Text block.
## Begin

An example of a transmitter is illustrated in FIG. 3. The OFDM signal is directed via a transmitter mod 300, serial-to-parallel conversion 302, inverse fast Fourier transform (IFFT) 304, parallel-to-serial conversion 306, and a cyclic prefix inserted in 308 depends on the output of the IFFT 304. In an OFDM transmitter, the bandwidth of B is separated into N orthogonal subcarriers. In typical implementations, the number of orthogonal subcarriers is a power of 2 (64, 128, 256, . . . , up to 8192), due to simple realization of orthogonal subcarriers through fast Fourier transform (FFT). Selected subcarrier spacing (FFT size) depends on the expected frequency selectivity in a radio channel.
Orthogonal frequency division multiple access (OFDMA) is a mechanism for creating frequency division multiple access (FDMA) by using OFDM. In an OFDMA transmitter, the useful part of the subcarriers 0 to N−1 of an OFDMA signal is divided into a number of K logical subchannels. These subchannels can then be assigned to different users. The subcarriers belonging to a logical subchannel can either be distributed over the whole useful band giving a high amount of frequency diversity or packed together for enabling interference control mechanisms and frequency domain scheduling with low frequency diversity.
FIG. 4 illustrates an example of a frequency domain characterization of a dual carrier FDD according to an embodiment of the invention. A dual carrier FDD frequency reuse concept using OFDMA is illustrated in FIG. 4 for frequency reuse 1/3. FIG. 4 depicts transmit and receive time and frequency allocation for different mesh hops in a same time-frequency grid, i.e. at the same time.

## End

Record set.

## Begin

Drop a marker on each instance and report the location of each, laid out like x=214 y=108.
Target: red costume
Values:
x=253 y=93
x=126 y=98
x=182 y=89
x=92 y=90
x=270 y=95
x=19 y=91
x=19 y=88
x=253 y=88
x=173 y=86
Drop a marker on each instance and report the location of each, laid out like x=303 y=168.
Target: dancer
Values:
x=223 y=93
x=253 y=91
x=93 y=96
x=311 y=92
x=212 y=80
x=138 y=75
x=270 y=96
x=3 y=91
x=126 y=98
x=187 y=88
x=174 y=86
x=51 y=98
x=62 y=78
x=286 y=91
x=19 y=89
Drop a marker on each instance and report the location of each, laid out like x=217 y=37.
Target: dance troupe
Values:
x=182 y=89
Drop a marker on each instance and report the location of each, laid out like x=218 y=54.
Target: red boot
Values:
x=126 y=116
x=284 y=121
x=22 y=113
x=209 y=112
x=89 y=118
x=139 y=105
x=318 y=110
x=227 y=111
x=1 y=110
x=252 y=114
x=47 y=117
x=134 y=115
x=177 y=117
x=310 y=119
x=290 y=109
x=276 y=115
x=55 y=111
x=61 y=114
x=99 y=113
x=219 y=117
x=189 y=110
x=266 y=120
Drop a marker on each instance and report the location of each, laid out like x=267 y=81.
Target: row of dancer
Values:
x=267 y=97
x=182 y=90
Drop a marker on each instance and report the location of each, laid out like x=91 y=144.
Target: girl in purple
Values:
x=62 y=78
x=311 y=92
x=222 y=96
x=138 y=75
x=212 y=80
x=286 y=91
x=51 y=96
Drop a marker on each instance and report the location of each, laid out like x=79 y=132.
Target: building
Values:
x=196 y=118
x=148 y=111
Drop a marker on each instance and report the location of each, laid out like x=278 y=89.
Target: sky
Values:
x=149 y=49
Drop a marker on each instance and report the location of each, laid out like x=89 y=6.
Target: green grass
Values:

## End

Task description. Carry the OFDM and OFDMA passage forward from its last sentence, writing what comes next.

Answer to this problem.
In the example of FIG. 4, the different mesh nodes (or hops) are numbered from 0 to 7. Let us assume that NODE 0 is an access gateway having a fixed Internet connection. Then traffic towards NODE 0 is uplink traffic that is illustrated with boxes without dashed lines. Respectively, the traffic away from NODE 0 is downlink traffic that is illustrated with boxes with dashed lines.
In an embodiment, two transmission bands B0 and B1 are provided for simultaneous communication of signals by the plurality of mesh nodes NODE 0 to NODE 7 of the mesh network. The transmission bands B0 and B1 are divided into at least three subchannel regions (0, 1, 2), each subchannel region including a subset of available logical subchannels of a multiple access technology. Further, at least four subchannel regions, i.e. frequency regions in this OFDMA related example, of the transmission bands are allocated to each mesh node of the plurality of mesh nodes for use in transmission and reception, and the transmission and reception of a mesh node are allocated to subchannel regions of different transmission bands.
Dual carrier FDD requires use of two transmission bands B0 and B1 of bandwidth B separated far enough in duplex frequency for enabling a mesh node to transmit in one channel and to receive in another channel. The use of these transmission bands B0 and B1 for transmission and reception varies from hop to hop.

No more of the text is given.